--- What the task asks ---
Output the line that contains "Where can you see the arched window", then every line beneath it through the end of the records, exactly as given and with no other lines.

─── Recorded data

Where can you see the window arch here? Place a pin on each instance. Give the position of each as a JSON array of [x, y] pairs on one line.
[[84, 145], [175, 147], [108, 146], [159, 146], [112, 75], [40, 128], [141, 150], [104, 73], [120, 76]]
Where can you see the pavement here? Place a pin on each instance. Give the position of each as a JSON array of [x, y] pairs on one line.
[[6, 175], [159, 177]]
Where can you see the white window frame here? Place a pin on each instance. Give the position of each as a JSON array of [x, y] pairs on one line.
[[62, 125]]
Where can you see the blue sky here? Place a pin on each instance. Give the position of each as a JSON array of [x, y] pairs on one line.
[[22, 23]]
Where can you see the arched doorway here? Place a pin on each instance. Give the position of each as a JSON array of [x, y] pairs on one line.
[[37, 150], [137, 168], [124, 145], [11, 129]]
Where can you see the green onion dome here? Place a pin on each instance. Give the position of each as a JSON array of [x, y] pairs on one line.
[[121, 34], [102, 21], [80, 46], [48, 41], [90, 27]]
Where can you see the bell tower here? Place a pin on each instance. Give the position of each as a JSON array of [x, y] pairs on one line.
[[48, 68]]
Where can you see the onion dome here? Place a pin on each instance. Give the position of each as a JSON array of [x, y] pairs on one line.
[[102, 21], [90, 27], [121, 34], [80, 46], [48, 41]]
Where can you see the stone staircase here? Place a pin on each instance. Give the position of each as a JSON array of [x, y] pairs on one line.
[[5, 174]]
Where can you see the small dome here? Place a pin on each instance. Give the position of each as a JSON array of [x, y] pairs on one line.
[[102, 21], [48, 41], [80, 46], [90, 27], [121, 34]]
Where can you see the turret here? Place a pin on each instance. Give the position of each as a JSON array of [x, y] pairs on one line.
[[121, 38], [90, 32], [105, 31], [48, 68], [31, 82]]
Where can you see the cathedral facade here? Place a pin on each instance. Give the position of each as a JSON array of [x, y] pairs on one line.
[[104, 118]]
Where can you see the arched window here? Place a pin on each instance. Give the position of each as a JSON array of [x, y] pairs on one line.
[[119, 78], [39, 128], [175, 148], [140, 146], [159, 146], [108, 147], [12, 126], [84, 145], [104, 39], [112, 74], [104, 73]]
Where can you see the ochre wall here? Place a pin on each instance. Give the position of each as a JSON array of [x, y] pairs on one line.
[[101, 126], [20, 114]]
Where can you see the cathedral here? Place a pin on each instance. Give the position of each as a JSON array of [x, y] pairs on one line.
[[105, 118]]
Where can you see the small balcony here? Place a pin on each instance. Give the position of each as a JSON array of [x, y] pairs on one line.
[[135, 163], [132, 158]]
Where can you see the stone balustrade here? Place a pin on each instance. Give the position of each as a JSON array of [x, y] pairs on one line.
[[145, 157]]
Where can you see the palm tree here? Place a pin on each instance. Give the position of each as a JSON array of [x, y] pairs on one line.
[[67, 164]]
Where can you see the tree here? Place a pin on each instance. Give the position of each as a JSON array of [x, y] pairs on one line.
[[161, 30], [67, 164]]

──────

--- Answer section ---
Where can you see the arched window here? Place a pin on each instance. Give the position of each as a JSON array of [x, y] pairs on one line.
[[119, 78], [39, 128], [175, 148], [140, 146], [159, 146], [108, 147], [12, 126], [84, 145], [104, 39], [112, 74], [104, 73]]
Where can you see the ochre wall here? Place a pin on each instance. Give the position of each as a JSON array of [x, y] pairs on one line.
[[101, 126], [20, 114]]
Where can you see the cathedral here? Place a pin on each instance. Give the position of each as a JSON array of [x, y] pairs on one line.
[[105, 118]]
Where can you see the small balcony here? Place a pin on each instance. Give the position of each as a JSON array of [x, y] pairs on one line.
[[135, 163], [132, 158]]
Where can you see the stone balustrade here? Place a pin on each instance. Give the position of each as a JSON array of [x, y] pairs on one line.
[[145, 157]]
Where can you see the palm tree here? Place a pin on each instance. Give the position of each as a JSON array of [x, y] pairs on one line.
[[67, 164]]
Where can you see the tree here? Place a pin on each instance. Give the position of each as a JSON array of [x, y] pairs on one line.
[[161, 30], [67, 164]]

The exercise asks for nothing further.